SOURCE EXCERPT:
◆ ◆ ◆ ◆ ◆ ◆ ◆

Other Investments, at fair value
The following table summarizes our other investments carried at fair value:
 
 
September 30,
2016
 
December 31,
2015
Private equities and private equity funds
 
$
254,561

 
$
254,883

Fixed income funds
 
255,665

 
291,736

Fixed income hedge funds
 
105,145

 
109,400

Equity funds
 
175,896

 
147,390

Multi-strategy hedge fund
 
102,646

 
99,020

Real estate debt fund
 

 
54,829

CLO equities
 
67,648

 
61,702

CLO equity funds
 
14,593

 
13,928

Call options on equities
 
8,500

 

Other
 
1,042

 
1,144

 
 
$
985,696

 
$
1,034,032

The valuation of our other investments is described in Note 4 - "Fair Value Measurements." Due to a lag in the valuations of certain funds reported by the managers, we may record changes in valuation with up to a three-month lag. We regularly review and discuss fund performance with the fund managers to corroborate the reasonableness of the reported net asset values and to assess whether any events have occurred within the lag period that would affect the valuation of the investments. The following is a description of the nature of each of these investment categories:
Private equities and private equity funds invest primarily in the financial services industry. All of our investments in private equities and private equity funds are subject to restrictions on redemptions and sales that are determined by the governing documents and limit our ability to liquidate those investments. These restrictions have been in place since the dates of our initial investments.

◆ ◆ ◆ ◆ ◆ ◆ ◆

Carry on the other-investments excerpt from its final sentence, in the same voice. The material that comes after this point is not needed here.

DATA:
◆ ◆ ◆ ◆ ◆ ◆ ◆

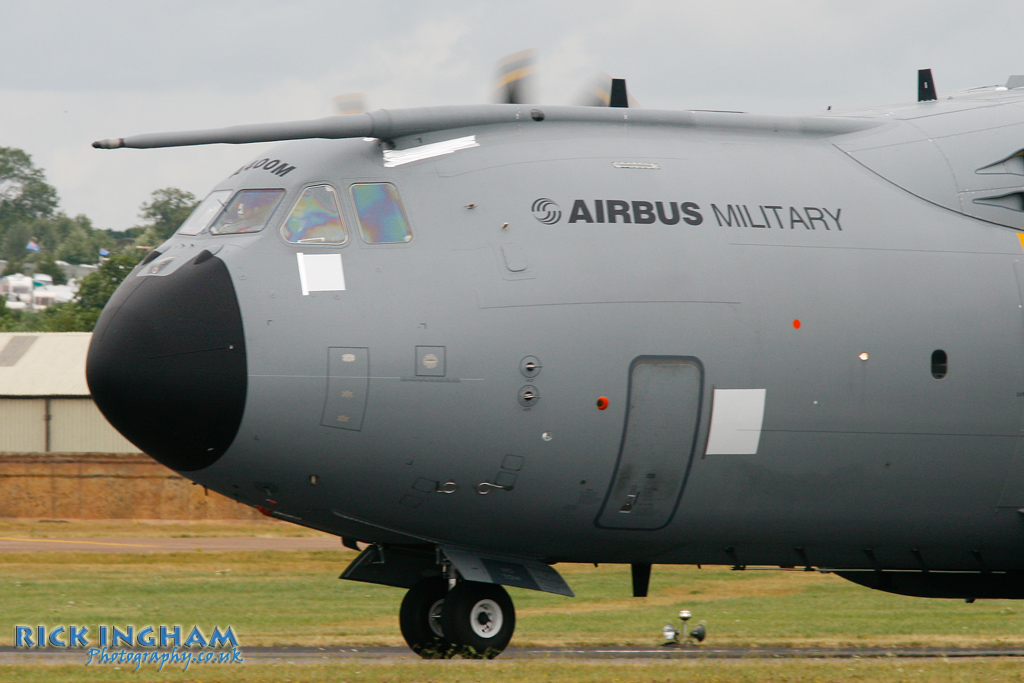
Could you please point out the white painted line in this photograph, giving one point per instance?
(394, 158)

◆ ◆ ◆ ◆ ◆ ◆ ◆

OUTPUT:
Fixed income funds comprise a number of positions in diversified fixed income funds that are managed by third-party managers. Underlying investments vary from high-grade corporate bonds to non-investment grade senior secured loans and bonds, but are generally invested in liquid fixed income markets. These funds have regularly published prices. The funds have liquidity terms that vary from daily up to quarterly.
Fixed income hedge funds invest in a diversified portfolio of debt securities. The hedge funds have imposed lock-up periods of up to three years from the time of initial investment. Once eligible, redemptions are permitted quarterly with 90 days’ notice.
Equity funds invest in a diversified portfolio of international publicly traded equity securities. The funds are eligible for bi-monthly redemption.
Multi-strategy hedge fund comprises an investment in a hedge fund that invests in a variety of asset classes including funds, fixed income, equity securities and other investments. The fund is eligible for quarterly redemption after November 1, 2016. Once eligible, redemptions will be permitted quarterly with 60 days’ notice.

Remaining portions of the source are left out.